§ EXTRACT TO READ:
****

I'll consult with an electrician when I get someone out to look at it, but just wanting some opinions on options.

Full disclosure, I know very little about anything electrical so some of what I suggest may not even be possible.

I'm assuming we have two options...either add breakers to the house box and wire everything in from those, or come off the main at the house box and install a breaker box inside the shop and go from there. I'm trying to figure out if one has any advantage over the other, cost, ease, or some added convenience that I haven't thought of. Which route would y'all take? Thanks!

Sent from my SM-G930V using Tapatalk

You definitely want a sub panel in the new shop, it makes things much easier in the long run. My shop includes a two stage compressor and large mig welder as well as several woodworking machines, table saw, shaper, planer, drum sander and dust collector, all these are large 240v machines. Since I'm a one man shop, I almost never run more than two machines at a time so I get by just fine with a 60 amp service to my shop. On rare occasions my compressor might kick on while I'm using one of the machines and running the dust collection, so it's sized to handle that along with all the lights and plenty of room to run a couple fans and whatever else might be running.

****

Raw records
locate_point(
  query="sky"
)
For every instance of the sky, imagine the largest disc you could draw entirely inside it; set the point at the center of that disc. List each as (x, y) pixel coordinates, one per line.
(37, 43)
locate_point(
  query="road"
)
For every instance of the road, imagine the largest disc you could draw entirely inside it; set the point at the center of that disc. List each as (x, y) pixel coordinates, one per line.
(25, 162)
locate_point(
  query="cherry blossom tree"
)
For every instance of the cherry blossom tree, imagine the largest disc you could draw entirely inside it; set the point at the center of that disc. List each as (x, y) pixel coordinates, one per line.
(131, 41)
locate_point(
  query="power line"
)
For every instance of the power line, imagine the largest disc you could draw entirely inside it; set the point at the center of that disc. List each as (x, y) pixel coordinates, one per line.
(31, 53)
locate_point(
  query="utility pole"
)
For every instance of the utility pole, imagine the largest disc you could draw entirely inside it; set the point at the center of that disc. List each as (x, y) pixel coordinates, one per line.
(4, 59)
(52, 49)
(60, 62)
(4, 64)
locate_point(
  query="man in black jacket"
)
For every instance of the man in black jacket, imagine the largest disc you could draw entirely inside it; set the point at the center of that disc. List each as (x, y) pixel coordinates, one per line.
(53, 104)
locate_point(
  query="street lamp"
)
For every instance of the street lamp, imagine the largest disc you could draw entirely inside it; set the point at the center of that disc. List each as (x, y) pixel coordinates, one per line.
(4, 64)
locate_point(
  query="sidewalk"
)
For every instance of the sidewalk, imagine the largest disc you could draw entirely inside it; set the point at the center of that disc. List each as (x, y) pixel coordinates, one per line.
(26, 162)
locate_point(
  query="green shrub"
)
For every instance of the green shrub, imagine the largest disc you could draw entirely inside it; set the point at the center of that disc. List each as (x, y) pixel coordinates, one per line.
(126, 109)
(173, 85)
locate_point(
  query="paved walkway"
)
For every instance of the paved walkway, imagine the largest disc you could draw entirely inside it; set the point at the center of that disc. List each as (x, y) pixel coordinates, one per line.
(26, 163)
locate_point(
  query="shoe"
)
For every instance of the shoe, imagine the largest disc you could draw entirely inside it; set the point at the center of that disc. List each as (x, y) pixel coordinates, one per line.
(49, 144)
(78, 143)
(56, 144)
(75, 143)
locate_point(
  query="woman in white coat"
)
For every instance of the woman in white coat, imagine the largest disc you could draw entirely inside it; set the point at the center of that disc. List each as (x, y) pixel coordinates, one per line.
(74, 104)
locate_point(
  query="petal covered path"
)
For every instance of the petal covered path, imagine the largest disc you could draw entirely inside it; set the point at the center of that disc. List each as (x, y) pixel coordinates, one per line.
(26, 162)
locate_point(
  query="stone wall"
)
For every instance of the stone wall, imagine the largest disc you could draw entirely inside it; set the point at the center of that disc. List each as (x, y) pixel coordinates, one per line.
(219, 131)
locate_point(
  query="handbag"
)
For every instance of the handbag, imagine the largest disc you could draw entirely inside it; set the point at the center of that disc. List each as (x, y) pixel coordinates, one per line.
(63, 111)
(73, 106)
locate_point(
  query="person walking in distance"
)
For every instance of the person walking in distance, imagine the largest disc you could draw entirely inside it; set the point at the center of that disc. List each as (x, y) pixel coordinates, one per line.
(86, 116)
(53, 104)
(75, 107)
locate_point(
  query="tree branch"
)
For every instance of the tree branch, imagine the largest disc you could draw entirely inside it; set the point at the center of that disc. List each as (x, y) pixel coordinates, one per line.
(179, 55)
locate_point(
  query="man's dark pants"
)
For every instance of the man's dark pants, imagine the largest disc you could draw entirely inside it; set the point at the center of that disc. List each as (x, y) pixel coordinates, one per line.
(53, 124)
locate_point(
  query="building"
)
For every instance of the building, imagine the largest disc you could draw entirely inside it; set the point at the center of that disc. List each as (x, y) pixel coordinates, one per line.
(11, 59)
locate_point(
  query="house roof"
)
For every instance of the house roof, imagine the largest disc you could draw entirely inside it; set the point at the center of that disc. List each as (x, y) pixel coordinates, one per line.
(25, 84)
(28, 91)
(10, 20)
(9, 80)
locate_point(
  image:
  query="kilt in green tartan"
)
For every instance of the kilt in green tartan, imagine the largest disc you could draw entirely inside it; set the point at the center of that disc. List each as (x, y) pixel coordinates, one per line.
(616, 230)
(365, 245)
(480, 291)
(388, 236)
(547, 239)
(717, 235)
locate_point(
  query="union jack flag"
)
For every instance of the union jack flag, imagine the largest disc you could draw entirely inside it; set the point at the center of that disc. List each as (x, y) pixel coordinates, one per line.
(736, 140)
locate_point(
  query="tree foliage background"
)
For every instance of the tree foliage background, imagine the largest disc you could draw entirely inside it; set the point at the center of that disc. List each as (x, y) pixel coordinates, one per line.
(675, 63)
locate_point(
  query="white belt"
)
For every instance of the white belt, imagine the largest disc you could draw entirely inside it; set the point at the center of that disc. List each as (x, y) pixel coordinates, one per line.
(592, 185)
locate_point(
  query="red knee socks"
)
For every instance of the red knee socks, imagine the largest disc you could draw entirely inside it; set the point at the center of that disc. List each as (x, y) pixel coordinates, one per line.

****

§ TASKS AND EXERCISES:
1. In the shop wiring thread, what size service does the second poster run to their shop?
2. For each statement, say whether the shop wiring thread agrees, quoting the words that decide it: (a) The first poster has a lot of electrical knowledge. (b) The second poster recommends a sub panel in the new shop. (c) The second poster often runs three or more machines at once.
3. Resume the shop wiring thread from its last sentence.
The data above is separate material, unrelated to the shop wiring thread.

§ EXPECTED ANSWERS:
1. A 60 amp service.

2.
(a) No: "I know very little about anything electrical"
(b) Yes: "You definitely want a sub panel in the new shop"
(c) No: "I almost never run more than two machines at a time"

3.
Very simple to do and most of the cost will offset when compared to the labor and material to run numerous circuits the extra distance into the house. This way you have a nice starting point for your wiring in the shop and you won't fill up all the available slots in the main panel. You install the appropriate sized breaker in the house and size the wire according to that breaker and the distance to your shop. I have a 60 amp breaker and four #6 copper THHN, running through conduit about 50 wire feet to my shop. Two of the wires are hot, one is neutral and one is a ground that will bond the panels. The neutral and ground bus are separated at the sub panel and the neutral bonding screw should be installed at the main panel but removed from the sub panel. All of your receptacles and lights must have the neutral wires connected to the neutral bus bar, and the ground wires connected to the separate ground bar.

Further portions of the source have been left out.